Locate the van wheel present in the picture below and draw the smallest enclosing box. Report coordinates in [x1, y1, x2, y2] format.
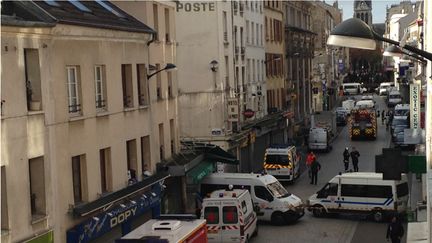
[372, 209, 384, 222]
[312, 205, 326, 218]
[271, 212, 285, 225]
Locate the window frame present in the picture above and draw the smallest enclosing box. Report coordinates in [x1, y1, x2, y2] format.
[66, 66, 81, 114]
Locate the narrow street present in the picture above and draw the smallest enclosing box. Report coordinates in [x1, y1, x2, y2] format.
[252, 95, 406, 243]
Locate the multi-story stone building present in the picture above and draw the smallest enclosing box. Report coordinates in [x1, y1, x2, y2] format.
[176, 1, 286, 172]
[311, 1, 348, 112]
[1, 1, 178, 242]
[283, 1, 316, 129]
[264, 1, 287, 113]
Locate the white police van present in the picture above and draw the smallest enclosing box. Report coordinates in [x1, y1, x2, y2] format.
[201, 186, 258, 242]
[307, 172, 408, 222]
[200, 173, 304, 225]
[263, 145, 300, 182]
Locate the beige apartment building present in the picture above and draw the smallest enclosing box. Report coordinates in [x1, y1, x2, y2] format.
[0, 1, 178, 242]
[264, 1, 287, 113]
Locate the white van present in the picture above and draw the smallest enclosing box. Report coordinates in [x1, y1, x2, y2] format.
[393, 104, 410, 119]
[307, 172, 408, 221]
[201, 189, 258, 242]
[378, 82, 394, 95]
[263, 145, 300, 182]
[342, 83, 363, 95]
[308, 127, 331, 152]
[200, 173, 304, 225]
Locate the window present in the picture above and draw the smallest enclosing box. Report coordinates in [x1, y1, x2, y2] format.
[222, 206, 238, 224]
[204, 207, 219, 224]
[121, 64, 133, 108]
[24, 49, 42, 111]
[137, 64, 149, 106]
[141, 136, 151, 174]
[367, 185, 393, 198]
[29, 157, 46, 217]
[99, 148, 112, 193]
[153, 4, 159, 39]
[66, 66, 81, 114]
[170, 119, 176, 154]
[156, 63, 163, 100]
[166, 72, 174, 98]
[396, 182, 408, 198]
[341, 184, 367, 197]
[95, 65, 106, 110]
[159, 123, 165, 160]
[72, 155, 87, 204]
[164, 8, 171, 42]
[254, 186, 273, 202]
[0, 166, 9, 231]
[126, 139, 138, 181]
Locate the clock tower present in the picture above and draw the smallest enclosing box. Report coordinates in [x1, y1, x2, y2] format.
[354, 0, 372, 26]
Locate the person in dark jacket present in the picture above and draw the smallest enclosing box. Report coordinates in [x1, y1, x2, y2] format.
[310, 159, 321, 185]
[343, 147, 350, 172]
[350, 147, 360, 172]
[386, 216, 404, 243]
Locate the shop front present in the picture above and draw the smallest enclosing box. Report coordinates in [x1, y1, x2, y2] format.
[66, 173, 169, 243]
[162, 142, 239, 214]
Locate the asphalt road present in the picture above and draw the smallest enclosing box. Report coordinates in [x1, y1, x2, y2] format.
[251, 95, 406, 243]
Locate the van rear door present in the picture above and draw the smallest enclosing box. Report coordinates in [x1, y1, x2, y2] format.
[202, 200, 222, 242]
[221, 201, 241, 242]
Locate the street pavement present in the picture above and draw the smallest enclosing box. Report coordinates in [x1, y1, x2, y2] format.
[251, 95, 407, 243]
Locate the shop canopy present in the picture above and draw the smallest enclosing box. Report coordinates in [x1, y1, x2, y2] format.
[73, 172, 170, 217]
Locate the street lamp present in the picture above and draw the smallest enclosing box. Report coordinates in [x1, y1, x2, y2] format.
[327, 18, 432, 61]
[147, 63, 177, 79]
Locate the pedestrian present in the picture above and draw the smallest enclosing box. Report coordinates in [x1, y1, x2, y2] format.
[306, 151, 316, 178]
[311, 159, 321, 185]
[386, 216, 404, 243]
[343, 147, 350, 172]
[350, 147, 360, 172]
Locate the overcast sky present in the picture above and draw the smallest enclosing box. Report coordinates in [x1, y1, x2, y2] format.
[325, 0, 413, 24]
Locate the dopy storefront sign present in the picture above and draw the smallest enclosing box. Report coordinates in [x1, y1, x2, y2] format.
[410, 84, 420, 129]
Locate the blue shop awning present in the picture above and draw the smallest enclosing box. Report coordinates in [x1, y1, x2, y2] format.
[73, 173, 170, 217]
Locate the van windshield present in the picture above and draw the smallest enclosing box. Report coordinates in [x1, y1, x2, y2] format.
[267, 181, 291, 198]
[265, 154, 289, 165]
[396, 182, 408, 197]
[394, 109, 409, 116]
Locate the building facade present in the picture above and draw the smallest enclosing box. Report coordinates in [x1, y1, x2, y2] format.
[283, 1, 316, 131]
[311, 2, 347, 112]
[1, 1, 178, 242]
[264, 1, 287, 113]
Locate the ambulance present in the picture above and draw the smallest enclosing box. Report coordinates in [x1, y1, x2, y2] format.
[307, 172, 409, 222]
[201, 186, 258, 242]
[115, 214, 208, 243]
[263, 145, 300, 182]
[200, 173, 304, 225]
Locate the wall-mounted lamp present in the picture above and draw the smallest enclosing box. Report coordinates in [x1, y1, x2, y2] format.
[210, 60, 218, 72]
[147, 63, 177, 79]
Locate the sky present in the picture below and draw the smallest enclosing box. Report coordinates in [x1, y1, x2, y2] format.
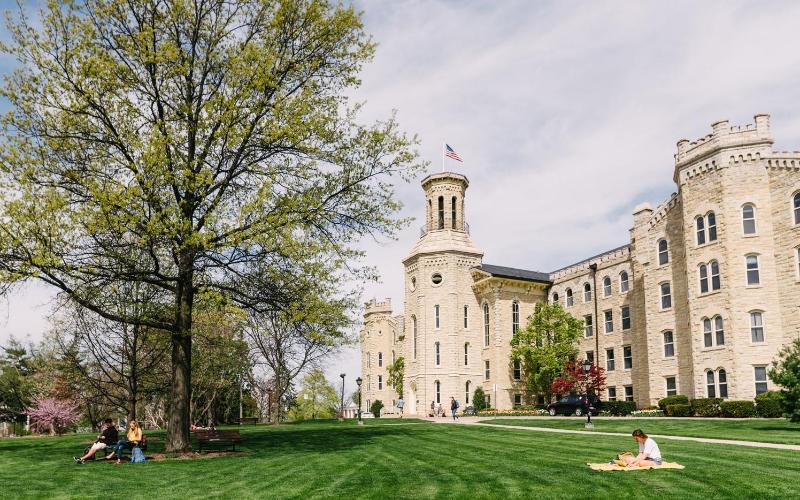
[0, 0, 800, 398]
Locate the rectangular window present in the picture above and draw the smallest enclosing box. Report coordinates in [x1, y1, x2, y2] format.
[750, 311, 764, 342]
[753, 366, 767, 396]
[625, 385, 633, 401]
[667, 377, 678, 396]
[746, 255, 761, 285]
[661, 283, 672, 309]
[606, 349, 614, 372]
[603, 311, 614, 333]
[664, 332, 675, 358]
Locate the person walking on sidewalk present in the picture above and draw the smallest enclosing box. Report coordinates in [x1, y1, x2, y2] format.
[450, 396, 458, 420]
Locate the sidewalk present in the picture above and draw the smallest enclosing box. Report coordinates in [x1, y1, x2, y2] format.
[423, 417, 800, 451]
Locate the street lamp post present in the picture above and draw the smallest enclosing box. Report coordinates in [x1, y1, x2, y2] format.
[339, 373, 344, 422]
[356, 377, 364, 425]
[583, 359, 594, 429]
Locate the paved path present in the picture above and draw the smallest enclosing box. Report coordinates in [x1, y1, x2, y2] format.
[427, 417, 800, 451]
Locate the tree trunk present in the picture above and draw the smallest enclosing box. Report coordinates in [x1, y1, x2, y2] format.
[166, 254, 194, 452]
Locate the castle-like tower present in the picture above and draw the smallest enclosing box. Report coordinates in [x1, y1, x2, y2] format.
[362, 115, 800, 414]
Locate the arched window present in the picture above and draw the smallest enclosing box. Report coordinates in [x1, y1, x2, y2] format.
[700, 264, 708, 293]
[742, 203, 756, 234]
[717, 368, 728, 399]
[439, 196, 444, 229]
[694, 216, 706, 245]
[483, 304, 489, 347]
[709, 260, 722, 290]
[745, 255, 761, 285]
[706, 212, 717, 241]
[511, 300, 519, 335]
[661, 282, 672, 309]
[411, 316, 417, 359]
[793, 193, 800, 224]
[714, 316, 725, 345]
[750, 311, 764, 342]
[658, 239, 669, 266]
[703, 318, 714, 347]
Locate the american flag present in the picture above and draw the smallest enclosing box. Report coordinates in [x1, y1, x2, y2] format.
[444, 144, 464, 163]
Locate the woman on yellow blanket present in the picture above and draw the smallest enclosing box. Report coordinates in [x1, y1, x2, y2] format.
[619, 429, 662, 467]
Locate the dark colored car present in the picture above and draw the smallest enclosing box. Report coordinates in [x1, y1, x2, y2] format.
[547, 394, 600, 417]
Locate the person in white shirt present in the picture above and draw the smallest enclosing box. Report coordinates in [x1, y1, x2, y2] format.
[620, 429, 662, 467]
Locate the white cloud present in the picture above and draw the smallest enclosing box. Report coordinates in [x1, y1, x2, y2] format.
[0, 0, 800, 394]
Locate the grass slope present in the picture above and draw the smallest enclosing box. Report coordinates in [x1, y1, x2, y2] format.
[0, 420, 800, 499]
[483, 417, 800, 444]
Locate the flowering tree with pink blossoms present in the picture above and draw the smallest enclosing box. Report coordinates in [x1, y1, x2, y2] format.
[28, 397, 81, 436]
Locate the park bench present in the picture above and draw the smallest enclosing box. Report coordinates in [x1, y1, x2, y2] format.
[194, 430, 242, 451]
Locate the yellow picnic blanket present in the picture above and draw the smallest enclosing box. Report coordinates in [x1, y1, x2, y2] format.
[586, 462, 683, 471]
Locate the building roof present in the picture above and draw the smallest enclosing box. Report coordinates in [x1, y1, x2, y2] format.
[477, 264, 551, 283]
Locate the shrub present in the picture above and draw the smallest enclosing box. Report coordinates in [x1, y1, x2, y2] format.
[720, 401, 756, 418]
[667, 404, 692, 417]
[756, 391, 783, 418]
[692, 398, 722, 417]
[369, 399, 383, 418]
[600, 401, 636, 417]
[658, 394, 689, 412]
[631, 409, 664, 417]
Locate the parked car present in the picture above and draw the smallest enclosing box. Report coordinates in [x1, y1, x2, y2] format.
[547, 394, 600, 417]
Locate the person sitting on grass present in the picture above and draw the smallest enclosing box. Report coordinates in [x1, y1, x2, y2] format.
[114, 420, 142, 464]
[72, 418, 119, 464]
[619, 429, 662, 467]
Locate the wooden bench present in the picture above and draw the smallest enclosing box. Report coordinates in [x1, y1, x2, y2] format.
[194, 430, 242, 451]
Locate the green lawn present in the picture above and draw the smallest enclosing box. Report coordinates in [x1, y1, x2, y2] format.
[0, 420, 800, 499]
[483, 417, 800, 444]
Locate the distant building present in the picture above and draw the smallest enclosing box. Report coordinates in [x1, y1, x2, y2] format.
[360, 115, 800, 414]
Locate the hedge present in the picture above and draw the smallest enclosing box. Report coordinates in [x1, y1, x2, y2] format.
[658, 394, 689, 412]
[667, 404, 692, 417]
[756, 391, 783, 418]
[600, 401, 636, 417]
[692, 398, 722, 417]
[720, 401, 756, 418]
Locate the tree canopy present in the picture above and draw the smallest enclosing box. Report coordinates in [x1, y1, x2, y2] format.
[0, 0, 423, 451]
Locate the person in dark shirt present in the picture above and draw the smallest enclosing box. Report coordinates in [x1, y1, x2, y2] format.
[73, 418, 119, 464]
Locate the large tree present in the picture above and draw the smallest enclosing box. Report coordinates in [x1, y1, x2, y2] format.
[0, 0, 423, 451]
[511, 302, 583, 401]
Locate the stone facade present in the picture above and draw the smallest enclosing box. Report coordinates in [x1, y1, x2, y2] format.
[361, 115, 800, 414]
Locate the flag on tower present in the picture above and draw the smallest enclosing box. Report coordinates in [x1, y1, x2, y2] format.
[444, 144, 464, 163]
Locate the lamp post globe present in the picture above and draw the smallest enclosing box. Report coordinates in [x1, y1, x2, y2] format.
[356, 377, 364, 425]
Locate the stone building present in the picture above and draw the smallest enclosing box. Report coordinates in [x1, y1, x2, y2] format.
[360, 115, 800, 414]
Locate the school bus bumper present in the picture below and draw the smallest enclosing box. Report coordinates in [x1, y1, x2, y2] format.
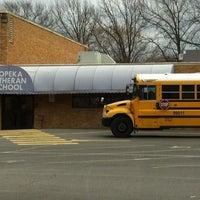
[102, 118, 111, 127]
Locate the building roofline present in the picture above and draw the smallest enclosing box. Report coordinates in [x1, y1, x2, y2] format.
[0, 10, 88, 49]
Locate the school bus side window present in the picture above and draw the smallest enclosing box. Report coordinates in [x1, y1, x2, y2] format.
[162, 85, 180, 99]
[139, 85, 156, 100]
[182, 85, 195, 99]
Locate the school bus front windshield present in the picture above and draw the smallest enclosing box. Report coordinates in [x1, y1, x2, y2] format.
[104, 73, 200, 137]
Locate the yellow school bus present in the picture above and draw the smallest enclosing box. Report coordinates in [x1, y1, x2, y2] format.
[102, 73, 200, 137]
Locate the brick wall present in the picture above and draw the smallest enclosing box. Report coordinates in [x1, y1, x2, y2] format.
[0, 11, 87, 64]
[34, 94, 102, 128]
[0, 19, 7, 64]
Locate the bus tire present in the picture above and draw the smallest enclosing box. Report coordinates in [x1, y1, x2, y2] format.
[111, 116, 133, 138]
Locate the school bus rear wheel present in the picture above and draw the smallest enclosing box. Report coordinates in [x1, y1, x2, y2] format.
[111, 116, 133, 138]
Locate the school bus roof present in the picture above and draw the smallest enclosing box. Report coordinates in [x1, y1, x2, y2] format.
[134, 73, 200, 82]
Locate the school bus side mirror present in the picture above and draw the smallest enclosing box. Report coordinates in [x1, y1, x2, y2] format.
[126, 84, 133, 95]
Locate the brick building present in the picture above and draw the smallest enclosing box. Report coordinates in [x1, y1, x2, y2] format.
[0, 11, 87, 65]
[0, 12, 200, 129]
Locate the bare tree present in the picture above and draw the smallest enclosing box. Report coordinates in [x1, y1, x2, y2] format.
[144, 0, 195, 61]
[1, 0, 56, 29]
[95, 0, 147, 63]
[53, 0, 96, 47]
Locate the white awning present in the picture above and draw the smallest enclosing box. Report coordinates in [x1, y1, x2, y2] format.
[0, 64, 174, 94]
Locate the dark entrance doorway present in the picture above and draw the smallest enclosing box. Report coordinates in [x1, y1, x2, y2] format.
[2, 95, 34, 129]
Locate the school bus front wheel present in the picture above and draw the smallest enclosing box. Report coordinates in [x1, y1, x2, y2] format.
[111, 116, 133, 138]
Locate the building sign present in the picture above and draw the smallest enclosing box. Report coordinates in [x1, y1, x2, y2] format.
[0, 66, 34, 94]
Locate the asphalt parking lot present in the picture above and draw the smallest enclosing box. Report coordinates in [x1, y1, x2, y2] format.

- _What you need to do_
Quote verbatim the portion of the entries above that opens with the line containing "Locate the person walking" and closes with the line containing "[423, 417, 800, 451]", both of these lines included.

- _Exercise result_
Locate the person walking on sidewalk present in the picture above and draw the smallest enclosing box. Report coordinates in [x1, y1, x2, y2] format.
[450, 396, 458, 420]
Locate the sidewalk present in the picture above and draw the smallest enclosing box. Report coordinates in [x1, y1, x2, y2] format.
[423, 417, 800, 451]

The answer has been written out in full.